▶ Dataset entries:
● ● ● ●

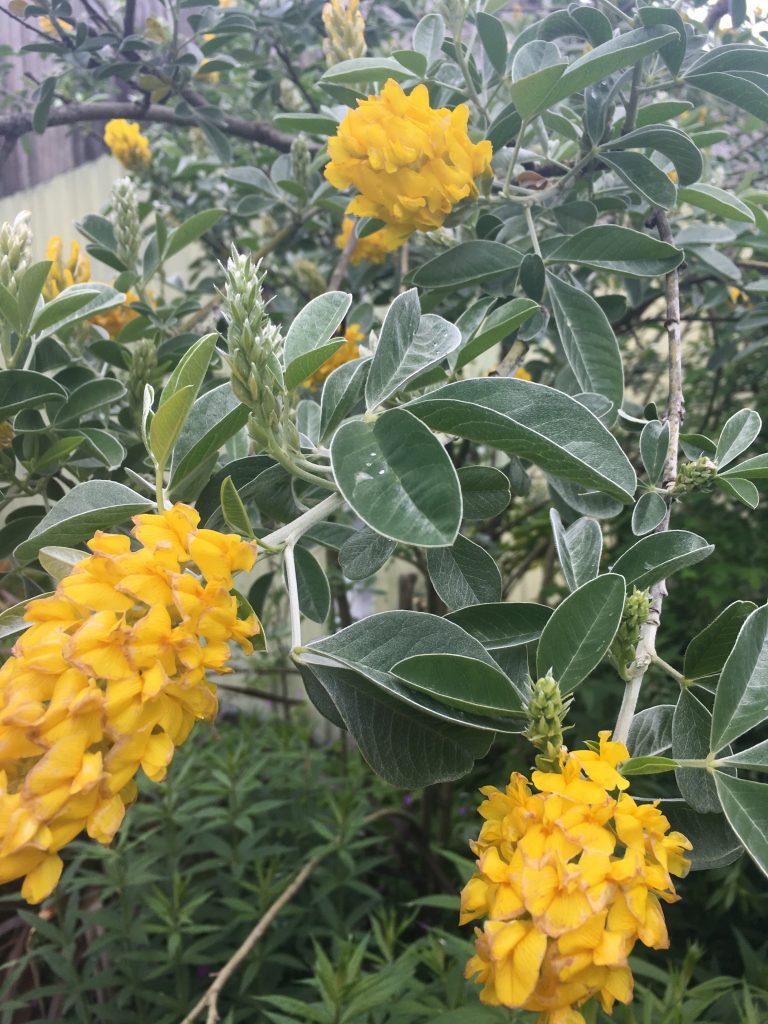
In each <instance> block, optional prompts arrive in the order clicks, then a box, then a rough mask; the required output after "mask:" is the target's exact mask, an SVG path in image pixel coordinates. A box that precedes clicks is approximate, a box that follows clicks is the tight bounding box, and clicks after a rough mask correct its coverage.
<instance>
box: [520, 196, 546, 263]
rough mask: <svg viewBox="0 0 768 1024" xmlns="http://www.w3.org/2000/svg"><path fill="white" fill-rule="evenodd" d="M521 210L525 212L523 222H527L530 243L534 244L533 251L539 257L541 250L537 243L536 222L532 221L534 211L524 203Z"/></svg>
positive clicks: (529, 206)
mask: <svg viewBox="0 0 768 1024" xmlns="http://www.w3.org/2000/svg"><path fill="white" fill-rule="evenodd" d="M523 212H524V214H525V223H526V224H527V228H528V234H529V236H530V243H531V245H532V246H534V252H535V253H536V254H537V256H539V258H540V259H541V256H542V250H541V246H540V245H539V236H538V234H537V233H536V224H535V223H534V213H532V211H531V209H530V205H529V204H526V205H525V206H524V207H523Z"/></svg>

● ● ● ●

▶ Exercise directions:
Which lines of the data contain "instance"? Copy them all.

▶ Written response:
In each <instance> block, optional prompts arrive in the order clicks, then a box, then a rough mask; the required output after "mask:" is the target's exact mask, an SVG path in image pixel coordinates. A box that precedes clicks is approximate, a box that follows clicks is the tight bounding box, and clicks after a rough mask correct its coverage.
<instance>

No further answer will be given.